Brief | Starting at the line that contains "104L6 99L87 182L37", return every line through the end of the entries below, exactly and with nothing else.

(Collected data)
----------------------------------------
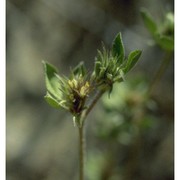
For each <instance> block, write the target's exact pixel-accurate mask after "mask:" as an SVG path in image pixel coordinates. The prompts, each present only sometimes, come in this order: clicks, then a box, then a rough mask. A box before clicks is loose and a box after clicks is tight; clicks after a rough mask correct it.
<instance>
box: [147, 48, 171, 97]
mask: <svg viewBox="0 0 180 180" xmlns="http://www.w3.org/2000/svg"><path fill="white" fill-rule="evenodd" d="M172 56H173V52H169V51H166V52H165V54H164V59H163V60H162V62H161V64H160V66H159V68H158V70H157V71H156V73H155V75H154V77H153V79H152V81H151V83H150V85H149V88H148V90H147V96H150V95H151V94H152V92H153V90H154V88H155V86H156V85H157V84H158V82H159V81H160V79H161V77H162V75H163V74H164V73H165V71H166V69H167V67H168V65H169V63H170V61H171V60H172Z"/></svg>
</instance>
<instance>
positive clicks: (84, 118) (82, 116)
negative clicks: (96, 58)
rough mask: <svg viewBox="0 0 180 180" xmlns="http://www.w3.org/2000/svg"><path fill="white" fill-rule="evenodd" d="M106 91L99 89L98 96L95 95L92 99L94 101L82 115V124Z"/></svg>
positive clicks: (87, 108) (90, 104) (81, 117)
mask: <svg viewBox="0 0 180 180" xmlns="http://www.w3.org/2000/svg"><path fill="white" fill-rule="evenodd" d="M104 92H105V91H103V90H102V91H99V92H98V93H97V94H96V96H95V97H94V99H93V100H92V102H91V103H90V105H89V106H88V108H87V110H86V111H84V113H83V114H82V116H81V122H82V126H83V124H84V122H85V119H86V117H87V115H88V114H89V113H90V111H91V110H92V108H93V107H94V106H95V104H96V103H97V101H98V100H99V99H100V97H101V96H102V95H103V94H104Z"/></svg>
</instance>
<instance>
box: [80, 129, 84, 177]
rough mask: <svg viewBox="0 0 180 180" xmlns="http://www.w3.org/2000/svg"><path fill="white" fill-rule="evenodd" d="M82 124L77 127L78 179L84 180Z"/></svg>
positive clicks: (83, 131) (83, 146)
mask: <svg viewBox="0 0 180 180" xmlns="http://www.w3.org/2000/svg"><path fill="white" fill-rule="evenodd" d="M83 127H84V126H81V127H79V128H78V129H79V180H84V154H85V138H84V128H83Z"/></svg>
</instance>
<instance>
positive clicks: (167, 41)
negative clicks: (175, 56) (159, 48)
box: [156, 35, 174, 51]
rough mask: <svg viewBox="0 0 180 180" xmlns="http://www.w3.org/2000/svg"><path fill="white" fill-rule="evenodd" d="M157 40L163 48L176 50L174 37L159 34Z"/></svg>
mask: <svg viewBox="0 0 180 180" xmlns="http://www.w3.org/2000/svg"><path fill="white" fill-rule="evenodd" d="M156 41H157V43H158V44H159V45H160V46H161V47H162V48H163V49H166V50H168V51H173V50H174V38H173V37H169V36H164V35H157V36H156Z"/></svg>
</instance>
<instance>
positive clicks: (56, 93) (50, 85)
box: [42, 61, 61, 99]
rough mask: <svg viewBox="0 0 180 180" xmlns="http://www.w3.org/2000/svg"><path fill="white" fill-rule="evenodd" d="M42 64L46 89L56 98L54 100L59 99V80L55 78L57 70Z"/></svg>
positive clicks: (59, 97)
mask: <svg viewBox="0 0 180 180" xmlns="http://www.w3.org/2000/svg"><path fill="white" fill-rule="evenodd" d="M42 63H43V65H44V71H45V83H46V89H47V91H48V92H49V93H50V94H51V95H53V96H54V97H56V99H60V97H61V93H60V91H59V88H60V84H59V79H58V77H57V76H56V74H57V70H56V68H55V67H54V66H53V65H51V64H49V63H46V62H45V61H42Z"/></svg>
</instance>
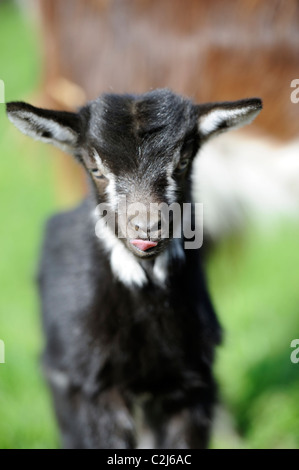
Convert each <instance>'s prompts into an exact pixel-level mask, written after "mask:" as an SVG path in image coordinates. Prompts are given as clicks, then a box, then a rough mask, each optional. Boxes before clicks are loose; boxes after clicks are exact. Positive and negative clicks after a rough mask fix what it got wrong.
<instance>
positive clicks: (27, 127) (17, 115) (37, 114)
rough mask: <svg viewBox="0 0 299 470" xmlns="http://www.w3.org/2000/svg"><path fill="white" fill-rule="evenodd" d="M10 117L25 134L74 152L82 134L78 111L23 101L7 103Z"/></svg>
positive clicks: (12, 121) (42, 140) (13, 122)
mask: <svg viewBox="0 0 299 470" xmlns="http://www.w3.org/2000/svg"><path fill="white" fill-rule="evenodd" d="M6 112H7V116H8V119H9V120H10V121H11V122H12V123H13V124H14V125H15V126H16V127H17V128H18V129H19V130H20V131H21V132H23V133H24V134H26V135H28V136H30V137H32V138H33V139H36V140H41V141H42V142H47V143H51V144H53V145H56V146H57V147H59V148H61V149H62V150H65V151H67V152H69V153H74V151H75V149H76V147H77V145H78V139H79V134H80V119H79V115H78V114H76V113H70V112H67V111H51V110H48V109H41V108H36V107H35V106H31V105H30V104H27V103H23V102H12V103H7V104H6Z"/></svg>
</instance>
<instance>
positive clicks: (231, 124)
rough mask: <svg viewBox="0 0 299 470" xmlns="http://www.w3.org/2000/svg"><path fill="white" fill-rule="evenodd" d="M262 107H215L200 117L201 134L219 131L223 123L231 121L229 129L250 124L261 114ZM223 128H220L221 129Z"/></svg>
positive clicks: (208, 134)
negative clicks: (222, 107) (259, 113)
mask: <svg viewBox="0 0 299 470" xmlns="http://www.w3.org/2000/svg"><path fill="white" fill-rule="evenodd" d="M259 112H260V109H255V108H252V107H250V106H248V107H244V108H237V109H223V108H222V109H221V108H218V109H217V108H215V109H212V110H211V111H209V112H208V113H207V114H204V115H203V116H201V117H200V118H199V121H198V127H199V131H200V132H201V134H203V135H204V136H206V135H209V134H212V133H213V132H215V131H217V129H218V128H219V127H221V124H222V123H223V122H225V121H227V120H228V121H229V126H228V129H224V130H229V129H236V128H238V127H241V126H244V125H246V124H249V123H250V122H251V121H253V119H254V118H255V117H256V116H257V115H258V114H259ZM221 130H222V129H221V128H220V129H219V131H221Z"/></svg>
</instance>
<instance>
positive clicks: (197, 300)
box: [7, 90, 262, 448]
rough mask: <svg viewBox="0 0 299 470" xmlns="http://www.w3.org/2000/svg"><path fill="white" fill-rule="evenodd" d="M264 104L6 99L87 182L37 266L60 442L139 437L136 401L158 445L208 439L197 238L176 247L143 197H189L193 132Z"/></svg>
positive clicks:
----------------------------------------
Written reply |
rough mask: <svg viewBox="0 0 299 470" xmlns="http://www.w3.org/2000/svg"><path fill="white" fill-rule="evenodd" d="M264 104L6 99L87 182L37 266L60 442L139 437L136 401L158 445L208 439L197 238L176 247L143 197H189L193 132Z"/></svg>
positive clicks:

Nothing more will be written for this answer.